Segment Start: SOURCE EXTRACT

During the Cultural Revolution in China
umbrellas were seen as dangerously intellectual
and banned by Mao Zedong.
Will.
I think that's true.
No, no, it's not true.
But it seems very plausible, doesn't it?
Yeah, it does, doesn't it?
I mean, pretty much everything was too intellectual...
Everything was banned.
...at one point.
He's kicking himself now, if he was still alive.
Why didn't I ban them?
They were useful.
People liked them.
Why didn't I ban them?
And then they said,
don't be too hard on yourself.
Millions still died, I know, but
I missed a few.
Some of them could have got wet
before they died.
I only say it because it's well
known that he banned pack-a-macks during
the Cultural Revolution. Pack-a-macks?
Yeah.
I think there's more reason for banning pack-a-macks
though, they're so clammy.
Not if you wear clothes as well.
That's what they want me to do.
Possession of even a small umbrella,
like the kind you get in cocktails,
could result in imprisonment,
or worse still, being paraded around town on a rainy day
with a sound dry under your neck that read,
Look, I am bourgeois pig without umbrella.
Please laugh at me.
In Hibbing, Minnesota, there is an umbrella museum
which was once visited by Jimmy Carter.
True.
Well, no.
Oh, it just gets worse.
Bob Dylan's from Hibbing, Minnesota,
and he loves umbrellas.
That's why I chose it.
Also, apropos of an earlier remark of yours, Jack,
you don't put umbrellas in cocktails,
you put parasols in cocktails.
No, you put very small replicas of parasols.
If you put a parasol in a cocktail, it would fall over.
No, I've...
Jack.
Yes.
Today, the Italians are the world's largest manufacturers of umbrellas.
Will.
That's true.
No, it's not.
Bah!
No.
Sadly, this success has not been without its scandal,
and in 1969, one Italian was charged with selling grated umbrella handles as parmesan.
Thank you, Jack.
So, Jack, at the end of that round,
you managed to smuggle three truths
past the rest of the panel.
And they are that in the 19th century,
only silk umbrellas were considered fashionable
by the British upper class,
and these only if they were blue or green.
Astonishing.
It is astonishing.
In fact, army officers were so much taken by these blue and green umbrellas
that they used to try and take them into battle,
and the Duke of Wellington had to issue an order
telling him not to take umbrellas into battle,
but presumably instead guns.
The second truth was that in 19th century England
it was considered vulgar to hold an umbrella under one's arm.
You had to grip it.
Well-bred people gripped it in the middle
and then with the handle turned towards the ground.
And in 1969, an Italian was charged with selling grated umbrella handle
as Parmesan cheese.
So that means, that means, Jack, you scored three points.

Segment End: SOURCE EXTRACT
Segment Start: SUPPLIED RECORDS

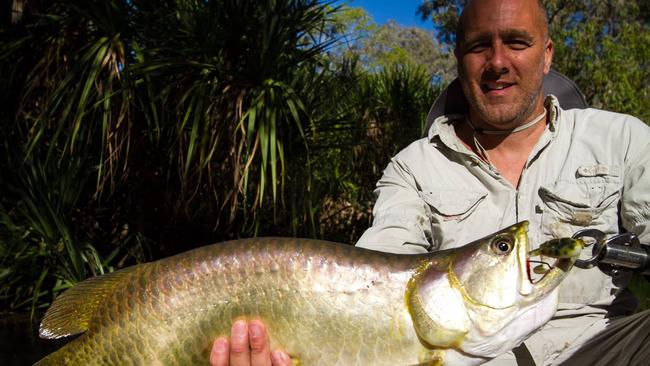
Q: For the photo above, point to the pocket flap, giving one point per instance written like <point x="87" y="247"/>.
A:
<point x="452" y="202"/>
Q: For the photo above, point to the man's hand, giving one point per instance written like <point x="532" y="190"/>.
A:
<point x="248" y="346"/>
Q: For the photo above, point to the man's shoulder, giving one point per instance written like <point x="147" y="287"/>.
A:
<point x="594" y="118"/>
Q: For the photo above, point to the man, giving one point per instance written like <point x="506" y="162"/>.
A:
<point x="515" y="156"/>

Segment End: SUPPLIED RECORDS

--- EXERCISE GOAL ---
In the umbrella transcript, which colors of silk umbrellas did the 19th-century British upper class consider fashionable? Rely only on the umbrella transcript, not on the material.

--- ANSWER BOX ---
Blue or green.